Consignes:
A – Transcrivez à l'identique la partie de l'article sur le Global Hunger Index 2024 qui s'ouvre sur les mots contenant "Il faut dire" et se clôt sur "à long terme.".
B – Reprenez l'article sur le Global Hunger Index 2024 à la suite de sa dernière phrase et prolongez-en la rédaction.

━━━━━ Passage fourni

Global Hunger Index 2024: 20 pays africains parmi les 30 où la faim sévit le plus

Le réchauffement climatique affecte durement l'Afrique.

Le 12/10/2024 à 11h12

L’insécurité alimentaire frappe durement le continent africain, menaçant les perspectives de développement de millions de personnes. Selon le dernier rapport du Global Hunger Index, 20 pays africains figurent parmi les 30 où la faim sévit le plus au monde en 2024.

«La réalisation du droit à une alimentation adéquate est hors de portée pour des milliards de personnes. Dans le monde, 733 millions de personnes souffrent de la faim et 2,8 milliards ne peuvent pas se permettre un régime alimentaire sain», relève le dernier rapport du Global Hunger Index 2024, coproduit par Welthungerhilfe (WHH), l’une des plus grandes ONG allemandes, et Concern Worldwide, une ONG irlandaise spécialisée dans la réduction de la pauvreté et la réponse aux crises humanitaires.

Il faut dire que le 19ème rapport annuel de l’Indice de la faim dans le monde (GHI) fait froid dans le dos. Il dresse un constat implacable: l’insécurité alimentaire chronique frappe durement plusieurs pays africains, menaçant leur développement à long terme.

En Afrique, 20 pays figurent parmi ceux où la faim et l’insécurité alimentaire sont les plus alarmantes au monde. La situation semble désespérée pour des millions de personnes confrontées à des crises successives et imbriquées.

Le Burundi et le Soudan du Sud occupent la tête de ce sombre palmarès, avec des niveaux de faim «alarmants» selon l’indice. «Pour ces pays, les scores individuels n’ont pu être calculés de manière précise mais varient entre 35–49.9″, indique le rapport, les désignant comme alarmants.

━━━━━━━━━━
━━━━━ Données enregistrées

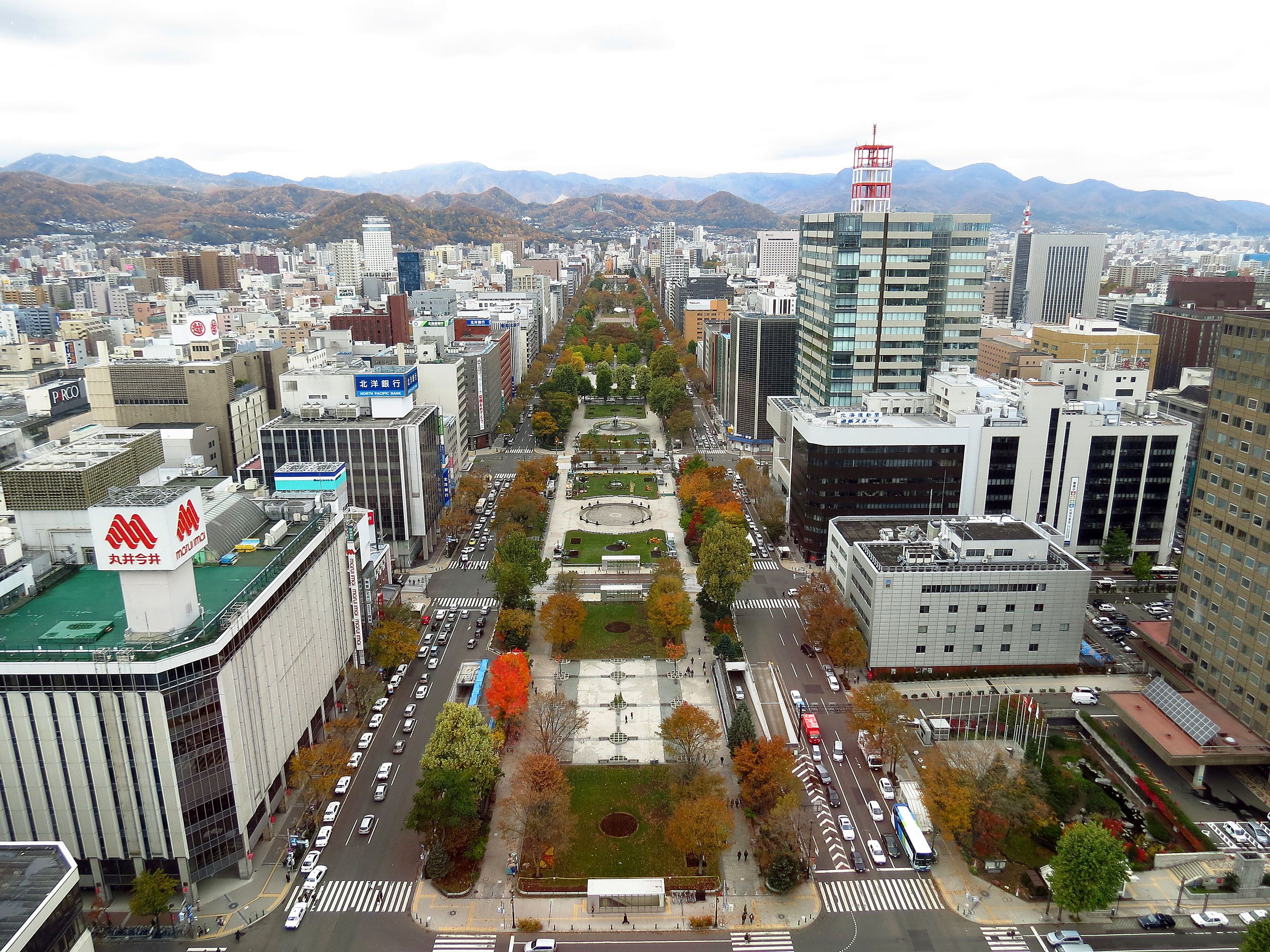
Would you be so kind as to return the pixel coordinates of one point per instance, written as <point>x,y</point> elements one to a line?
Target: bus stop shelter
<point>625,895</point>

━━━━━━━━━━

Réponses de l'exercice:
A –
Il faut dire que le 19ème rapport annuel de l’Indice de la faim dans le monde (GHI) fait froid dans le dos. Il dresse un constat implacable: l’insécurité alimentaire chronique frappe durement plusieurs pays africains, menaçant leur développement à long terme.

B –
La Somalie (3ème en Afrique et dans le monde), le Tchad (4ème en Afrique et 5ème dans le monde) et Madagascar (5ème en Afrique et 6ème dans le monde) suivent de près, avec des scores supérieurs à 35, synonymes d’une «situation alarmante de faim généralisée, de sous-alimentation et de malnutrition».

Les conflits armés et l’instabilité politique chronique en Somalie et au Tchad, combinés aux chocs climatiques récurrents, plongent des millions de personnes dans une insécurité alimentaire aiguë. À Madagascar, ce sont les impacts dévastateurs du changement climatique, avec la sécheresse et les cyclones à répétition, qui sapent la production alimentaire.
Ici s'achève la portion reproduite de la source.